# Quoted text
--- begin ---

Money Talks, So Should You

Q&A: I'm reaching retirement — now what?

Kevin Charos
by Kevin Charos, Content provided by Janney

You’ve worked hard you whole life anticipating the day you could finally retire. Well, that day has arrived! But with it comes the realization that you’ll need to carefully manage your assets so that your retirement savings will last.

Review your portfolio regularly

Traditional wisdom holds that retirees should value the safety of their principal above all else. For this reason, some people shift their investment portfolio to fixed-income investments, such as bonds and money market accounts, as they approach retirement. The problem with this approach is that you’ll effectively lose purchasing power if the return on your investments doesn’t keep up with inflation.

While generally it makes sense for your portfolio to become progressively more conservative as you grow older, it may be wise to consider maintaining at least a portion of your portfolio in growth investments.

READ: I'm close to retirement, what do I need to do?

Spend wisely

Don’t assume that you’ll be able to live on the earnings generated by your investment portfolio and retirement accounts for the rest of your life. At some point, you’ll probably have to start drawing on the principal. But you’ll want to be careful not to spend too much too soon. This can be a great temptation, particularly early in retirement.

A good guideline is to make sure your annual withdrawal rate isn’t greater than 4 to 6 percent of your portfolio. (The appropriate percentage for you will depend on a number of factors, including the length of your payout period and your portfolio’s asset allocation.) Remember that if you whittle away your principal too quickly, you may not be able to earn enough on the remaining principal to carry you through the later years.

Understand your retirement plan distribution options

Most pension plans pay benefits in the form of an annuity. If you’re married you generally must choose between a higher retirement benefit paid over your lifetime, or a smaller benefit that continues to your spouse after your death. A financial professional can help you with this difficult, but important, decision.

Other employer retirement plans like 401(k)s typically don’t pay benefits as annuities; the distribution (and investment) options available to you may be limited. This may be important because if you’re trying to stretch your savings, you’ll want to withdraw money from your retirement accounts as slowly as possible. Doing so will conserve the principal balance, and will also give those funds the chance to continue growing tax deferred during your retirement years.

Consider whether it makes sense to roll your employer retirement account into a traditional IRA. IRAs usually offer greater withdrawal flexibility than employer plans. A rollover to an IRA also allows you to consolidate your retirement assets.

Plan for required distributions

Keep in mind that you must generally begin taking minimum distributions from employer retirement plans and traditional IRAs when you reach age 70.5, whether you need them or not. Plan to spend these dollars first in retirement.

If you own a Roth IRA, you aren’t required to take any distributions during your lifetime. Your funds can continue to grow tax deferred, and qualified distributions will be tax free. Because of these unique tax benefits, it generally makes sense to withdrawal funds from a Roth IRA last.

READ: What is the annual cost of retirement?

--- end ---

# Entries
--- begin ---

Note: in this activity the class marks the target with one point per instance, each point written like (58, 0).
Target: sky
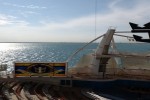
(68, 20)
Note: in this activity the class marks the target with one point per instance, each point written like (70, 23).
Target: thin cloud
(24, 6)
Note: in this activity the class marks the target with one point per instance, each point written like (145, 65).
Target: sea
(56, 51)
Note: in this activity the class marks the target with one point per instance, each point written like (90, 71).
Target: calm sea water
(55, 52)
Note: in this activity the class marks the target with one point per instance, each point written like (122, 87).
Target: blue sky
(67, 20)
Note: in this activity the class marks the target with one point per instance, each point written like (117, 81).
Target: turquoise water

--- end ---

Continue the article on managing money in retirement with the next part after its last line.

Know your Social Security options

You’ll need to decide when to start receiving your Social Security retirement benefits. At normal retirement age (which varies from 65 to 67, depending on the year you were born), you can receive your full Social Security retirement benefit. You can elect to receive your Social Security benefit as early as age 62, but if you begin receiving your benefit before normal retirement age, your benefit will be reduced. Conversely, if you delay retirement, you can increase your Social Security retirement benefit.

Rule of Thumb

Many investment professionals recommend you follow this simple rule of thumb when allocating your retirement assets: The percentage of stocks or mutual funds in your portfolio should equal approximately 100 percent minus your age. (Obviously you should adjust this rule according to your risk tolerance and other personal factors.)

Consider phasing

For many workers, the sudden change from employee to retiree can be a difficult one. Some employers, especially those in the public sector, have begun offering “phased retirement” plans to address this problem. Phased retirement generally allows you to continue working on a part-time basis — you benefit by having a smoother transition from full-time employment to retirement, and your employer benefits by retaining the services of a talented employee. Some phased retirements plans even allow to access all or part of your pension benefit while you work part time.

Of course, to the extent you are able to support yourself with a salary, the less you’ll need to dip into your retirement savings. Another advantage of delaying full retirement is that you can continue to build tax-deferred funds in your IRA or employer-sponsored retirement plan. Keep, in mind though, that you may be required to start taking minimum distributions from your qualified retirement plan or traditional IRA once you reach age 70.5, if you want to avoid harsh penalties.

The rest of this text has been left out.